- [Given request 1]:
Convert the part of the listing that opens with the line containing "target: horizontal window blind" and runs through the end of the listing into a Markdown table with the columns "Row" and "Line," numbering each row and leaving out any blank lines.

- [Reading passage]:
####
So what kind of offense does Shurmur bring to New York? Like Matt Nagy, Shurmur is a branch of the Andy Reid coaching tree. Shurmur runs a west coast based offense that spreads the ball around but also mixes in some deep shots. (You know, like this one to Stefon Diggs in a certain playoff game.) One of the criticisms of Ben McAdoo is that his offense became far too predictable. Shurmur showed a great ability to mix things up, so it will be interesting to see how his offense translates for the Giants.
He hired Mike Shula as both the offensive coordinator and QB coach. Shula spent the past few seasons as the OC in Carolina, but his role is expected to be different for the Giants. He will be more responsible for game planning and the overall offensive strategy as Shurmur will be calling the plays. Shula will also likely be tasked with grooming a replacement for Eli Manning, whoever that might be.
The Giants have a bit of a mess in the running game, and they also brought in a new offensive line coach to try to help out there. Hal Hunter last coached the Cleveland offensive line during the 2016 season. He also worked with the Colts from 2013-2015. The issue here, however, is that the offensive line in Cleveland wasn’t very good in 2016. They were ranked 32nd in pass protection and 28th in adjusted line yards. (Hat tip to Football Outsiders.) They also gave up a frightening 66 sacks. Hopefully, he has better luck in New York.
I don’t expect they will be benching Eli Manning in New York again anytime soon, but I do expect they draft his eventual successor. I don’t know if Davis Webb has any starter potential or not, but I know it’s hard to find anyone excited about him. But then again, Shurmur did pretty well regardless of who the signal-caller was in Minnesota, so maybe they can do something with Webb.
When it comes to running back, I just don’t know. But again, Shurmur had a somewhat similar situation in Minnesota after Dalvin Cook went down. He started a hodgepodge of running backs but had success with them, unlike the players in New York. I just don’t know if the answer is on the roster. I can’t get excited about Orleans Darkwa, and Paul Perkins proved absolutely nothing. But perhaps some of this can be blamed on a predictable offense and poor offensive line play. I suppose if I had hopes for anyone in New York, it would be Wayne Gallman, but nothing gets me that interested.
One of the big reasons for the Giants’ collapse last season was the loss of Odell Beckham. Now he gets to ply his skills in a brand new scheme. I’m sure Shurmur and Shula will find a myriad of ways to use OBJ. I could also see Sterling Shepard flourish in this system, and his skill set is made for a west coast offense. I expect Shepard to be the Adam Thielen in this offense. Now you can’t get OBJ unless you’re willing to sell the farm, but Shepard might be someone you can.
I really like the idea of Evan Engram under Shurmur/Shula as well. It’s not that I saw a lot from the tight end in Minnesota, but Shurmur didn’t have a weapon like Engram to use, either. I could very well be wrong about Shepard, and Engram ends up with the Thielen targets for the Giants. I’d love to have Engram, but again I don’t know if he can be had.
The Bottom Line
There is certainly reason for excitement in New York. McAdoo started out pretty well, but the fans and owners quickly soured on him. Shurmur did an awful lot with Keenum and crew last season, and I’m excited to see how well his offense can perform with one of the best receivers in football at his disposal, a veteran Super Bowl winning QB, and an electric young tight end. Things could be very interesting for that offense in 2018. The only hangup is it’s awfully hard to buy OBJ or Engram currently without overpaying.
####
- [Given request 2]:
Answer these questions using the passage on the Giants' offense:
(a) Whom did Shurmur hire as both offensive coordinator and QB coach?
(b) How many sacks did the Cleveland offensive line give up in 2016?
(c) Which Giants receiver does the writer expect to be the Adam Thielen in this offense?

- [Material for this task]:
####
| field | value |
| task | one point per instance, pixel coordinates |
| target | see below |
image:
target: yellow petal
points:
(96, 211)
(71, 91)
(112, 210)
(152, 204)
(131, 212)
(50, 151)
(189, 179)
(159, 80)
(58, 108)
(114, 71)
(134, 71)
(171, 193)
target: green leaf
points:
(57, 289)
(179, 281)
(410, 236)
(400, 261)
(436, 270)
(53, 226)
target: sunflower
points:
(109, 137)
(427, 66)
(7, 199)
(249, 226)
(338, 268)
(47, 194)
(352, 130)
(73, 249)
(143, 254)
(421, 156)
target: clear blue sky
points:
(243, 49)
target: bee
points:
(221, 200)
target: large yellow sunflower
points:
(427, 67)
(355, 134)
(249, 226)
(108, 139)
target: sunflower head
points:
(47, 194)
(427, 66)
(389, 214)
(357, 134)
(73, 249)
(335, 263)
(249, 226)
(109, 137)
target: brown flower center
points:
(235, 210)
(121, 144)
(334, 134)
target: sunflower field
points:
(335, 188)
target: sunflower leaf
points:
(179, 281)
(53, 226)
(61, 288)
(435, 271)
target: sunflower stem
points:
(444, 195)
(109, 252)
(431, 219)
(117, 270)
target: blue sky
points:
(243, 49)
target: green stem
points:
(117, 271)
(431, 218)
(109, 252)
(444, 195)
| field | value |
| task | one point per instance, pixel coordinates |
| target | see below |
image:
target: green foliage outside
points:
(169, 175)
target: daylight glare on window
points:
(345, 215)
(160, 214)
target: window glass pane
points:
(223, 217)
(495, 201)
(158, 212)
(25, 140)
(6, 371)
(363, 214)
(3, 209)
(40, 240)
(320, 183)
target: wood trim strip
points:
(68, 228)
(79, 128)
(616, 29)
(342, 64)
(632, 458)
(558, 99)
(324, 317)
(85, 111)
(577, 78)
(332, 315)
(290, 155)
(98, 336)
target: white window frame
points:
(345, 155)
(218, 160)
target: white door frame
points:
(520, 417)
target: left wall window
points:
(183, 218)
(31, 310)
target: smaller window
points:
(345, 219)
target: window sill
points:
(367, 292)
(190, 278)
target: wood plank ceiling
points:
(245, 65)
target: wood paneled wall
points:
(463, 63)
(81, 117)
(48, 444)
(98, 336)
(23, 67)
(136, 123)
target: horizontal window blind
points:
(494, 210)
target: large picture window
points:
####
- [Written response 1]:
| Row | Line |
|---|---|
| 1 | target: horizontal window blind |
| 2 | points: |
| 3 | (494, 210) |
| 4 | target: large picture window |
| 5 | points: |

- [Written response 2]:
(a) Mike Shula
(b) 66
(c) Sterling Shepard